→ À FAIRE
Quelles lignes des données ci-dessous contiennent la chaîne « shelf » ? Relevez-les toutes, chacune recopiée en entier.

═══ DONNÉES

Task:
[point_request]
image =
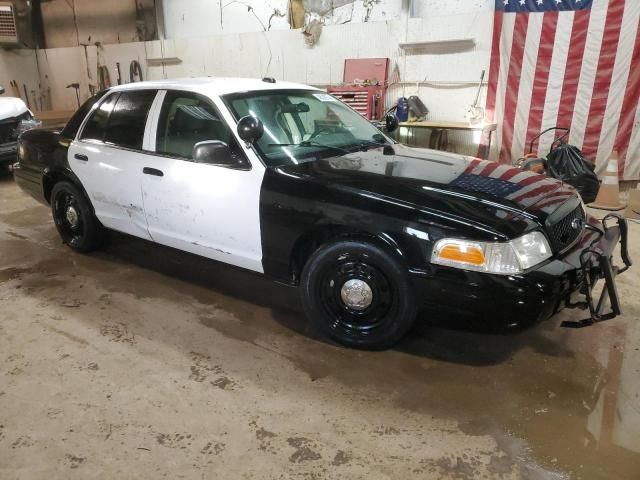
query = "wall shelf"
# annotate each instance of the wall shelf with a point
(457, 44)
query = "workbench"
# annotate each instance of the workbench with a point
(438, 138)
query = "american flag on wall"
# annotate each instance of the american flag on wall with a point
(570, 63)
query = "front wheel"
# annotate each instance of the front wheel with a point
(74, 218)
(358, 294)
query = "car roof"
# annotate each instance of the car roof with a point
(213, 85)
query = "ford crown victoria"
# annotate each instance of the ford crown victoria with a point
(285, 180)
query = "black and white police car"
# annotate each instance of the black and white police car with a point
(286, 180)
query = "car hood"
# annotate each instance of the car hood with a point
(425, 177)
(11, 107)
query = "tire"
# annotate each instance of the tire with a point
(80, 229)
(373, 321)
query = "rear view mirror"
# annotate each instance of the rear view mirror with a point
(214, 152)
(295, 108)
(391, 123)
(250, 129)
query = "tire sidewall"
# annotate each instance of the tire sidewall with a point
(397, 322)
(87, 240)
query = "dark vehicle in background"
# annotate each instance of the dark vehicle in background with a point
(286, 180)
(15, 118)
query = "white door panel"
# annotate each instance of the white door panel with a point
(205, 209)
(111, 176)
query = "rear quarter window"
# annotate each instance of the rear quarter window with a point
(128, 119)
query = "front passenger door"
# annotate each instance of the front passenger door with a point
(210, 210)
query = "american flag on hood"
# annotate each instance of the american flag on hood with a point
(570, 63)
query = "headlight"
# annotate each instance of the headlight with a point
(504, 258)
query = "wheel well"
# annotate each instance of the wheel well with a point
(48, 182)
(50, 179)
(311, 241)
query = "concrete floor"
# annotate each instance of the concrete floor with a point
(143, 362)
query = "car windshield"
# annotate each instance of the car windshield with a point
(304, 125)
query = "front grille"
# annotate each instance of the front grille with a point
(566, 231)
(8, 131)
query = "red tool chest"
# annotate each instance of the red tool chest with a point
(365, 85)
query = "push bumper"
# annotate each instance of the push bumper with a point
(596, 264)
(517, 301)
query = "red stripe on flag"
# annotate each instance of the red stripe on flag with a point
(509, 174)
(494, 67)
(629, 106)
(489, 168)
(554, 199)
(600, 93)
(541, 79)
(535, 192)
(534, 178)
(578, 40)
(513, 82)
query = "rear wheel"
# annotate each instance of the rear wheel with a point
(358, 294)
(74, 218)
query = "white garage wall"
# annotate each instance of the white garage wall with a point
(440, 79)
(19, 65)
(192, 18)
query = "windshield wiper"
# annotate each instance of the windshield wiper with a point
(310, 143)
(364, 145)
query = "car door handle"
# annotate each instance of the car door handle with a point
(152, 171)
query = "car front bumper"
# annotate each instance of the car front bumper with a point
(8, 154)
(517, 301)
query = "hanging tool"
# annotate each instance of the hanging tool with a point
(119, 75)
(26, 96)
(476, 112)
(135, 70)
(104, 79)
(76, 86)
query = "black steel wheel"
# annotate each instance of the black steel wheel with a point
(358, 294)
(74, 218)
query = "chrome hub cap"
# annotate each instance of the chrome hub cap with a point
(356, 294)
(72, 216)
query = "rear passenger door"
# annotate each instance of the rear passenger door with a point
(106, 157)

══════
═══ DONNÉES

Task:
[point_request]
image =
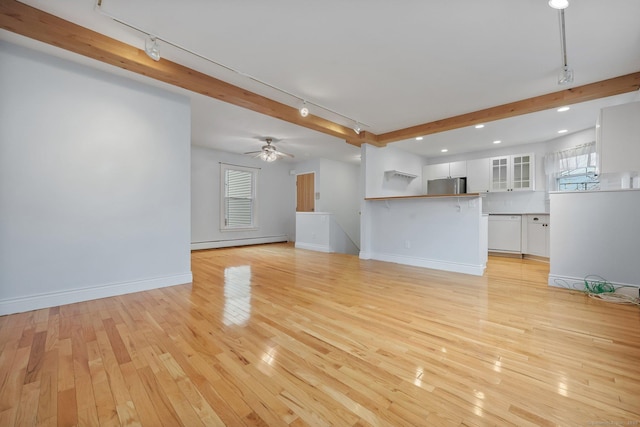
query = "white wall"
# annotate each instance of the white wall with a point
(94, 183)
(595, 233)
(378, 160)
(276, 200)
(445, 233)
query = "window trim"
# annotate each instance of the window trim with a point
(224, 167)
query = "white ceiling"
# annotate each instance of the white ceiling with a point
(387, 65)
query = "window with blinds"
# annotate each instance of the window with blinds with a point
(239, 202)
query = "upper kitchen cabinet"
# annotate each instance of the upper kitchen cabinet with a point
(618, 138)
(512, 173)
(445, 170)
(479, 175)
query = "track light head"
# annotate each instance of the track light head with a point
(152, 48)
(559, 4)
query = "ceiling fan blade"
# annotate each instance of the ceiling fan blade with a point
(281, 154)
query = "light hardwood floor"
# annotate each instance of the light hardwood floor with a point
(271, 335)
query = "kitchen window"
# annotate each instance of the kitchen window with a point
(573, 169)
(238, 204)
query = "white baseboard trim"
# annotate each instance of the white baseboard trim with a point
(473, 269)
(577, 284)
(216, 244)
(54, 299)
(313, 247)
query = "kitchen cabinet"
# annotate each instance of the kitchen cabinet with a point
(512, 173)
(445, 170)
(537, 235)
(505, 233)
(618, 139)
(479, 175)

══════

→ SOLUTION PROPOSÉE
query = "wall shelf"
# annotate each instance of the wall shelf with a point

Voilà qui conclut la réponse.